Location identification entries
****

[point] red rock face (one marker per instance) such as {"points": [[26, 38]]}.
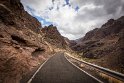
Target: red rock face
{"points": [[104, 44], [21, 45]]}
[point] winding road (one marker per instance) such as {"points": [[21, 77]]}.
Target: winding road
{"points": [[59, 70]]}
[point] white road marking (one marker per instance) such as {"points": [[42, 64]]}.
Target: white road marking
{"points": [[84, 71]]}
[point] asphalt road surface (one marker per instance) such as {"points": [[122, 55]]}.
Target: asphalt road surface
{"points": [[58, 70]]}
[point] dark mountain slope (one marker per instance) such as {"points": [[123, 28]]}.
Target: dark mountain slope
{"points": [[104, 44]]}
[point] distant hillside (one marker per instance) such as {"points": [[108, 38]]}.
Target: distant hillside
{"points": [[105, 44], [53, 37]]}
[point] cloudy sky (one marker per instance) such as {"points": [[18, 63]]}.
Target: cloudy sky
{"points": [[74, 18]]}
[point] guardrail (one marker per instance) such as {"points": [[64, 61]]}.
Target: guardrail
{"points": [[106, 71]]}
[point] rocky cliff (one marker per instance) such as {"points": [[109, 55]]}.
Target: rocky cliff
{"points": [[104, 44], [53, 37], [21, 44]]}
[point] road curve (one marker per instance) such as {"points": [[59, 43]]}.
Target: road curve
{"points": [[58, 70]]}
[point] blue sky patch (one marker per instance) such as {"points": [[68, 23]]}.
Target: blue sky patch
{"points": [[76, 8], [67, 2]]}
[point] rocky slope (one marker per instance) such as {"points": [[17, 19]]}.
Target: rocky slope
{"points": [[21, 42], [105, 45], [53, 37]]}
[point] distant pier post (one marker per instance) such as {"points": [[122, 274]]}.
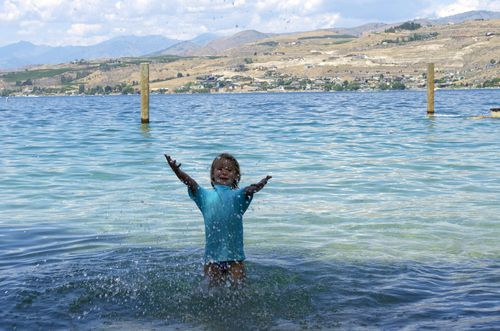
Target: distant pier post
{"points": [[430, 88], [144, 93]]}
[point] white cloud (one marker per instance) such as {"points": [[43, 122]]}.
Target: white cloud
{"points": [[85, 21], [80, 29], [9, 12], [461, 6]]}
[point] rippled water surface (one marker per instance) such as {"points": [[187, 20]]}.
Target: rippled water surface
{"points": [[377, 216]]}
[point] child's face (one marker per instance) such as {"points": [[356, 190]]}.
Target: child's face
{"points": [[225, 173]]}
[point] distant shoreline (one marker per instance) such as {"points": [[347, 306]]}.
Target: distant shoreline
{"points": [[252, 92]]}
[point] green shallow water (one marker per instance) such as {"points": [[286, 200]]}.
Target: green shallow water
{"points": [[377, 215]]}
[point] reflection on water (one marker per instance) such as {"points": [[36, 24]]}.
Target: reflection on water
{"points": [[377, 216], [155, 287]]}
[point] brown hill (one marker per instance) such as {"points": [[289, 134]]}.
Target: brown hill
{"points": [[465, 55]]}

****

> **Request**
Leave the images out, please, and restate each line word for word.

> **Full output**
[point] red rock face (one marker per instance) such as {"points": [[26, 38]]}.
Target: red rock face
{"points": [[104, 44], [21, 45]]}
[point] winding road (one marker per instance) such as {"points": [[21, 77]]}.
Target: winding road
{"points": [[59, 70]]}
[point] white road marking (one marker per instance) such as {"points": [[42, 64]]}.
Target: white road marking
{"points": [[84, 71]]}
[point] asphalt road surface (one marker per instance) such as {"points": [[122, 55]]}.
Target: asphalt road surface
{"points": [[58, 70]]}
[point] dark mountain slope (one marker per instance) such as {"points": [[123, 28]]}.
Target: dark mountain slope
{"points": [[104, 44]]}
[point] distant hillside (one marker per instance) such as {"points": [[108, 38]]}.
Target: distant hillside
{"points": [[105, 44], [53, 37]]}
[point] cloudy sky (one marker per instance) such as {"points": [[18, 63]]}.
Target: cloudy sky
{"points": [[74, 18]]}
[point] guardrail (one marker per instance) such as {"points": [[64, 61]]}.
Target: guardrail
{"points": [[106, 71]]}
[point] rocky cliff (one marker per instance) such as {"points": [[109, 55]]}.
Target: rocky cliff
{"points": [[104, 44], [53, 37], [21, 44]]}
[point] road curve (one marker per instance) such as {"points": [[59, 43]]}.
Target: road curve
{"points": [[58, 70]]}
[point] blue sky patch (one marker per instance) such as {"points": [[68, 23]]}.
Target: blue sky patch
{"points": [[76, 8], [67, 2]]}
[point] rocky slope (one marker per instance) such as {"points": [[17, 19]]}.
Target: rocky slope
{"points": [[21, 42], [105, 45], [53, 37]]}
[point] distant pier post (one marker per instance) such as {"points": [[122, 274]]}.
Target: distant pier post
{"points": [[430, 88], [144, 93]]}
[point] white cloud (one marker per instance) such as {"points": [[43, 122]]}.
Target: white cloud
{"points": [[85, 21], [80, 29], [9, 12], [461, 6]]}
[point] rippled water surface (one marker per instance) such as {"points": [[187, 20]]}.
Target: rippled water surface
{"points": [[377, 216]]}
[point] child's face (one marker per instance) such as {"points": [[356, 190]]}.
Target: child's face
{"points": [[225, 173]]}
[point] distant shoreline (one marker per instance) such as {"points": [[347, 306]]}.
Target: distant shoreline
{"points": [[252, 92]]}
[point] green shallow water (one marker per instance) such as {"points": [[286, 200]]}.
Target: green shallow water
{"points": [[377, 215]]}
[point] reflection on water (one marker per instance) such as {"points": [[36, 24]]}.
Target: reflection on water
{"points": [[377, 216], [155, 287]]}
[point] brown hill (one marker per instance) such as {"points": [[289, 134]]}.
Target: brown hill
{"points": [[465, 55]]}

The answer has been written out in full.